_REQUIRED WORK_
Please reproduce the listing in its entirety, exactly as shown.

_TASK DATA_
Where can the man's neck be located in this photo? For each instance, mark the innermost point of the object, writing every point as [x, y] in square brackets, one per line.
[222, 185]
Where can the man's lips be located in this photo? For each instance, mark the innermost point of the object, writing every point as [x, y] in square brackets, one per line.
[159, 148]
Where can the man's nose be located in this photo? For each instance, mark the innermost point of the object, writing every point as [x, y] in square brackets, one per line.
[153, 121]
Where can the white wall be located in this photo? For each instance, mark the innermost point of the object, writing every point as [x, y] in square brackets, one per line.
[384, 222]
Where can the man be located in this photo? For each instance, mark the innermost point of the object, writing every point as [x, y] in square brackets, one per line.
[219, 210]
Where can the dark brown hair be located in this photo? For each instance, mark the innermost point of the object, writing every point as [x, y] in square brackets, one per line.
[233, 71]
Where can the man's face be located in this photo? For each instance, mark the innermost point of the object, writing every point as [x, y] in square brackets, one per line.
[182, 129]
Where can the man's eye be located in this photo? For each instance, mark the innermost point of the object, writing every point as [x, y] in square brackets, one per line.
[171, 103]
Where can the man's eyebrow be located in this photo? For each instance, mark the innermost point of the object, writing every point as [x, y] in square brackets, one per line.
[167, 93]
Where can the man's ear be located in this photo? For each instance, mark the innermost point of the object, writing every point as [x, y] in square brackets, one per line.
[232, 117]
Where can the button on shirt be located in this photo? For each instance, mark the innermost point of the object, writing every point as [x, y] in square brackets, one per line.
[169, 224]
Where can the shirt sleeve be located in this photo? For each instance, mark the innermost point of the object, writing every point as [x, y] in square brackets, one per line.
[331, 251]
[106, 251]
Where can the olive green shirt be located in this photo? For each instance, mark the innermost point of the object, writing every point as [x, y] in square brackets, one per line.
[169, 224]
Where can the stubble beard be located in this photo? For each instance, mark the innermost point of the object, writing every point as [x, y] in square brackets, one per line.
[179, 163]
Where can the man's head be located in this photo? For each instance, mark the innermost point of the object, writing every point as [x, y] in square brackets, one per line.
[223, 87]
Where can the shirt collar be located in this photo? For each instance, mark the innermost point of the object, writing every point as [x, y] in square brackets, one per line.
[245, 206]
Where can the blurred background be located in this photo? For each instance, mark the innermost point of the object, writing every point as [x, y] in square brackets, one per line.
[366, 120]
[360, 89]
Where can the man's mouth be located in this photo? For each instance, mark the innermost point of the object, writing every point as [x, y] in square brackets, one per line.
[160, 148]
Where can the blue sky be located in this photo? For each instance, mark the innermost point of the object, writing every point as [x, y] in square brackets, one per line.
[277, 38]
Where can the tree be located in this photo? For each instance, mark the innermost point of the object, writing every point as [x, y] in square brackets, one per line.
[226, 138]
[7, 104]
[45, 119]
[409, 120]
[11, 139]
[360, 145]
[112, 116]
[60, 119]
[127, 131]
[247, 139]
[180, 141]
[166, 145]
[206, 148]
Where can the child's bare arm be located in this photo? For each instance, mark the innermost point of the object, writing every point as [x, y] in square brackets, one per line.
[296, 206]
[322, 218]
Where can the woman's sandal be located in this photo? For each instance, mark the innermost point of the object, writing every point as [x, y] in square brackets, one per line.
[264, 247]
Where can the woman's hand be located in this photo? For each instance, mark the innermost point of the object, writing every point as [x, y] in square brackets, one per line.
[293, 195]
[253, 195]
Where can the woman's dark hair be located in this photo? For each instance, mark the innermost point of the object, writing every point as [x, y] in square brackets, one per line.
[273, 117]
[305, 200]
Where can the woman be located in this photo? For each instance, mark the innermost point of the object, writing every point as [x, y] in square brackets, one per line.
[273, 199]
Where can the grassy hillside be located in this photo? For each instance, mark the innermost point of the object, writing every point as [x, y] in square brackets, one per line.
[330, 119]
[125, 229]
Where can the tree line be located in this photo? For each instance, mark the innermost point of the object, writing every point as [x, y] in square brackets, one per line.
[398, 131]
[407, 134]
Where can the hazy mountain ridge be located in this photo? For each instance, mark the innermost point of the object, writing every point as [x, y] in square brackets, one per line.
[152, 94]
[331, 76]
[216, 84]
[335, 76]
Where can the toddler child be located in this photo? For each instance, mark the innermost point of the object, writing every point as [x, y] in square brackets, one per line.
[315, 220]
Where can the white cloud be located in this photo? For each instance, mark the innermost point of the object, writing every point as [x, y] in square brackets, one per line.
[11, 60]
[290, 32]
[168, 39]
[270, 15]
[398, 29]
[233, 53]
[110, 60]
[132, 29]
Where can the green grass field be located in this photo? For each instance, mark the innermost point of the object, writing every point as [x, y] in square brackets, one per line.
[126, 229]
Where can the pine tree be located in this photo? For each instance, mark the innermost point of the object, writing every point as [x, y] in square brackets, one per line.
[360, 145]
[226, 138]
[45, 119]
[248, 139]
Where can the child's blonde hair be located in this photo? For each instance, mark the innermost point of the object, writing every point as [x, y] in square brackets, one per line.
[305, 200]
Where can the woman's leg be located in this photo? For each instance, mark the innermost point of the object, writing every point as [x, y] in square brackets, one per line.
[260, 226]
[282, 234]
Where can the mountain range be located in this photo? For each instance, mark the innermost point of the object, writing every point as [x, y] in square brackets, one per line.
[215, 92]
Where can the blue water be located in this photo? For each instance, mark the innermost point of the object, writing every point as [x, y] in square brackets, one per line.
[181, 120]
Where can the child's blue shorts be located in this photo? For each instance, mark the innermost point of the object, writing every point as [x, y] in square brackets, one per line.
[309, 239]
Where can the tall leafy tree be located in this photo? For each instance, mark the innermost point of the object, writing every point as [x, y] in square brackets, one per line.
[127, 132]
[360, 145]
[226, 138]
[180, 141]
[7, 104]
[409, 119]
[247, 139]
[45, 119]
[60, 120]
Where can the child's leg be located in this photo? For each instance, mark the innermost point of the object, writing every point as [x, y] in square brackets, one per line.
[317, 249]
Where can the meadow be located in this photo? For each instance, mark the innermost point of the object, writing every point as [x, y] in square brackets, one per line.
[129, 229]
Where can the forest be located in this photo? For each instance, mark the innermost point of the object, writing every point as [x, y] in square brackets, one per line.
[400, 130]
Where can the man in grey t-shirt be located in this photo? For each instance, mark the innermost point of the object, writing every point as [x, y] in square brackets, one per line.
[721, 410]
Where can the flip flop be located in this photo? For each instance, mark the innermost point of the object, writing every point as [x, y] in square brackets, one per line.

_WRITTEN SOLUTION_
Where can the man's neck be located in this photo? For each instance, mark the innermost point of the object, writing every point as [x, y] in square brackets, one per line.
[222, 185]
Where can the man's lips be located in this photo? For each instance, mark the innermost point of the object, writing every point as [x, y] in square brackets, one per line.
[159, 148]
Where can the man's nose be located in this photo? For each instance, mark the innermost point of the object, writing every point as [x, y] in square brackets, one per line.
[153, 121]
Where can the white wall be located in this photo? For each instance, mark the innermost point of the object, writing every point as [x, y] in square brackets, one per line.
[384, 222]
Where can the man be located in this photo? For each instance, mark the innermost point of the object, writing every point as [x, y] in square brackets, one per line.
[219, 210]
Where can the dark brown hair be located in this photo? For each instance, mark the innermost point of the object, writing every point as [x, y] in square brackets, one per line.
[233, 71]
Where can the man's face be located in this photo? For each instance, mark the innermost point of the object, writing every point as [x, y] in square brackets, one per line.
[182, 129]
Where can the man's eye be located in this photo? For each instance, mark the innermost point of the object, writing every point as [x, y] in square brackets, one per line.
[171, 103]
Where can the man's eyebrow be located in this photo? For each instance, mark the innermost point of the object, writing every point as [x, y] in square brackets, one per line.
[167, 93]
Where can the man's ear be located in this photo? For each instance, mark the innermost point of the object, writing every point as [x, y] in square brackets, one per line.
[232, 117]
Where can the button on shirt be located in this photo? For each instance, mark the innermost point of the object, writing every point as [x, y] in square brackets, one per line.
[169, 224]
Where can the shirt sleeve be located in this photo? For each instance, mark the innermost point of the object, writing every point as [x, y] in square brackets, one per line.
[331, 251]
[106, 251]
Where can the olive green shirt be located in this photo? For each instance, mark the innermost point of the object, writing every point as [x, y] in square brackets, one per line.
[169, 224]
Where can the stubble beard be located in this photo? For each instance, mark the innermost point of the object, writing every point as [x, y] in square brackets, one per line.
[179, 163]
Where can the man's head be located in this photo? For each instance, mark the innermost point of the object, writing every point as [x, y] in square brackets, one per line.
[223, 87]
Where can the shirt collar be located in this photo? For each instance, mark the innermost point of the object, writing every point as [x, y] in square brackets, one per line.
[245, 206]
Where can the blurred background be located in this photo? For each instance, mark the innermost point of the object, writing every point as [x, y] in square brackets, one per line.
[366, 120]
[360, 89]
Where can the man's mouth be located in this photo? For each instance, mark the innermost point of the object, writing every point as [x, y] in square brackets, one per line.
[160, 148]
Where can the blue sky be located in this photo? For each instance, mark the innermost point of the object, writing every point as [x, y] in square brackets, one per line.
[277, 38]
Where can the tree be located in this photo? For each instance, mark the innermost point of the object, writing every point as [x, y] in square brackets, one per line.
[226, 138]
[7, 104]
[45, 119]
[409, 120]
[11, 139]
[360, 145]
[112, 116]
[60, 119]
[127, 131]
[247, 139]
[180, 141]
[166, 145]
[206, 148]
Where can the child's bare arm be located in this photo? For each instance, mark the innermost point of the object, writing every point as [x, y] in square brackets, one per line.
[296, 206]
[322, 218]
Where can the woman's sandal be located in this photo? For each instance, mark the innermost point of the object, writing every point as [x, y] in square brackets, one per line.
[264, 247]
Where can the woman's hand be located in this photo? For each instance, mark the innermost point of the object, writing every point as [x, y] in square brackets, one per line.
[293, 195]
[253, 195]
Where can the woman's dark hair be located in this photo? For each instance, mark the innermost point of the object, writing every point as [x, y] in square brackets, one per line.
[273, 117]
[305, 200]
Where can the woman be located in this photo? For each instance, mark the innermost point of the object, writing every point as [x, y] in square brackets, one per line.
[273, 199]
Where can the grassy hillside be located in this photo? For each instance, mark the innermost point of the object, writing every point as [x, y] in square brackets, one per line.
[330, 119]
[125, 229]
Where can the tree line be located in this photo? For each instance, mark the innermost point of the object, writing every point as [x, y] in square brackets, one per line.
[398, 131]
[407, 134]
Where can the hazy mountain ridge be located in this photo? For each instance, mark the innermost point of the object, writing every point as [x, y] in square brackets, one per line.
[152, 94]
[331, 76]
[216, 84]
[335, 76]
Where can the toddler child be located in this photo? For each instance, mark the innermost point of the object, writing every point as [x, y] in square brackets, one per line.
[315, 220]
Where can the white cloud be located in this photo? For each instance, mark the innermost point of the object, writing every point as [x, y] in square brackets, one per line.
[11, 60]
[290, 32]
[168, 39]
[270, 15]
[398, 29]
[233, 53]
[110, 60]
[132, 29]
Where can the green grass field be located in this photo? For each instance, mark the innermost point of the object, writing every point as [x, y] in square brackets, one per line.
[126, 229]
Where can the pine tree be located in this photo? For each instance, mark the innermost point of the object, writing every point as [x, y] in square brackets, one per line.
[360, 145]
[226, 138]
[45, 119]
[248, 139]
Where can the child's blonde hair be located in this photo? For each instance, mark the innermost point of the object, writing every point as [x, y] in square brackets, one per line.
[305, 200]
Where can the woman's leg be located in this photo? For each instance, mark the innermost point of the object, writing every point as [x, y] in square brackets, one per line.
[260, 226]
[282, 234]
Where can the mountain range be located in this photo? For each instance, mark the innermost point of the object, writing every point as [x, y] in square brackets, one per line.
[215, 92]
Where can the blue water be located in this photo? For each instance, mark the innermost point of the object, writing every point as [x, y] in square brackets, one per line.
[181, 120]
Where can the child's blue shorts be located in this photo? For each instance, mark the innermost point of the object, writing every point as [x, y] in square brackets, one per line.
[309, 239]
Where can the tall leafy tree be located in this photo? For each instance, mark the innermost point of the object, writing every point as [x, y] in square brackets, one per line.
[127, 132]
[360, 145]
[226, 138]
[180, 141]
[7, 104]
[409, 119]
[247, 139]
[45, 119]
[60, 120]
Where can the child's leg be located in this photo? For each instance, mark the innermost point of the object, writing every point as [x, y] in square brackets, one per line.
[317, 249]
Where can the meadow be located in this photo? For each instance, mark the innermost point of the object, writing every point as [x, y] in square brackets, one per line.
[129, 229]
Where can the forest be located in this photo? For each instance, mark the innermost point of the object, writing every point as [x, y] in square brackets, one per line.
[400, 130]
Where can the man in grey t-shirt be located in this photo? For each instance, mark the innermost point of the object, writing every point as [x, y] in square brackets, one per line.
[721, 410]
Where can the flip flop be located in this photo? For each instance, mark the innermost point of the object, writing every point as [x, y] in square brackets, one per line.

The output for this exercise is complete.